> **TASKS TO CARRY OUT**
a) From the abstract on disturbed eating in type 1 diabetes, output the passage starting at "Disturbed eating behavior" and ending at "of effects, respectively.", copied word for word.
b) Translate this sentence from the abstract on disturbed eating in type 1 diabetes into Spanish: "Three hundred youth (16–28 years old) with type 1 diabetes participated in a two-wave longitudinal study."

> **PAGE EXTRACT**
Disturbed eating behavior (DEB) is prevalent in youth with type 1 diabetes and is accompanied by an increased risk for complications, morbidity, and mortality. Prospective studies on DEB in the challenging transition to adulthood are scarce. This longitudinal study examined DEB over a 1-year period and investigated the directionality of effects linking DEB to diabetes-specific functioning and depressive symptoms in adolescents and emerging adults.
Three hundred youth (16–28 years old) with type 1 diabetes participated in a two-wave longitudinal study. Questionnaires measured DEB (Diabetes Eating Problem Survey-Revised [DEPS-R]), self-management, diabetes distress, and depressive symptoms. HbA1c values were obtained from physicians. Mixed ANOVA and cross-lagged analysis were used to examine prospective changes and directionality of effects, respectively.
Mean DEB remained stable in the total sample, but significant individual differences were observed based on the cutoff score of the DEPS-R: 19% displayed persistent DEB and 8% increased and 7.3% decreased in DEB over time. The remaining individuals scored low on DEB over time. These four groups were differentiated based on insulin restriction, omission, diabetes-specific functioning, and depressive symptoms. Cross-lagged analyses indicated that DEB predicted relative increases in depressive symptoms over time, whereas reciprocal associations with glycemic control were found.
This longitudinal study highlights the substantial impact DEB may have in the transition to adulthood, with a substantial portion of youth with type 1 diabetes being at risk for clinical DEB. Prospective pathways linking DEB to functioning were found, emphasizing the clinical relevance of assessing DEB over time.

> **RECORDS SHOWN**
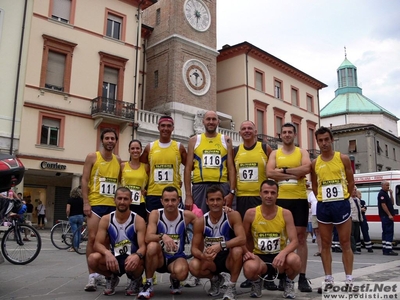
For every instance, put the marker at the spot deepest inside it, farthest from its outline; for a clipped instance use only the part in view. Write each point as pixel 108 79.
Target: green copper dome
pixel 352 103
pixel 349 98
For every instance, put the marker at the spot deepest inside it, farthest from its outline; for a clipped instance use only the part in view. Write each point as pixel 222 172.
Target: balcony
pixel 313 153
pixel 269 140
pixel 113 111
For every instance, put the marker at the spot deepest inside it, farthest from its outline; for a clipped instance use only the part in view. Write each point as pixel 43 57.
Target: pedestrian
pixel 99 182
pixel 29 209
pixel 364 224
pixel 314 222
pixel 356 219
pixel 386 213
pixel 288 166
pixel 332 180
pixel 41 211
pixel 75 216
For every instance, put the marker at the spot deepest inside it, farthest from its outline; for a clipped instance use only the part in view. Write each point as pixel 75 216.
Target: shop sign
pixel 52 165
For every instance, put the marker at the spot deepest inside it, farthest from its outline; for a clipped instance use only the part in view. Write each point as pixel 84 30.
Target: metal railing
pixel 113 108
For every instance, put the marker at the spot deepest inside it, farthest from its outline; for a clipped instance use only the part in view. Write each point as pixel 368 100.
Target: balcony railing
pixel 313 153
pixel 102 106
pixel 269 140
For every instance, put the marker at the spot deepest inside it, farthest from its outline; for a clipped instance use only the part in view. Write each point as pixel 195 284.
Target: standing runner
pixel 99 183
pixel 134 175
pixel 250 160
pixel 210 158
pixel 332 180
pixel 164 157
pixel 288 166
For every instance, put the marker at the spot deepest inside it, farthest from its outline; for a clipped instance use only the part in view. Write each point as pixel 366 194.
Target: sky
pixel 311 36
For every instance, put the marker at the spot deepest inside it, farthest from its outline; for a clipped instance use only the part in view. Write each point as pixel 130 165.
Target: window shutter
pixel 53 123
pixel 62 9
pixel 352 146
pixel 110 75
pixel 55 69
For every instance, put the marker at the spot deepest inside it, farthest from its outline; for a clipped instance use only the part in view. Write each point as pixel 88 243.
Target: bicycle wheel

> **RESPONSE LIST**
a)
Disturbed eating behavior (DEB) is prevalent in youth with type 1 diabetes and is accompanied by an increased risk for complications, morbidity, and mortality. Prospective studies on DEB in the challenging transition to adulthood are scarce. This longitudinal study examined DEB over a 1-year period and investigated the directionality of effects linking DEB to diabetes-specific functioning and depressive symptoms in adolescents and emerging adults.
Three hundred youth (16–28 years old) with type 1 diabetes participated in a two-wave longitudinal study. Questionnaires measured DEB (Diabetes Eating Problem Survey-Revised [DEPS-R]), self-management, diabetes distress, and depressive symptoms. HbA1c values were obtained from physicians. Mixed ANOVA and cross-lagged analysis were used to examine prospective changes and directionality of effects, respectively.

b) Trescientos jóvenes (de 16 a 28 años) con diabetes tipo 1 participaron en un estudio longitudinal de dos oleadas.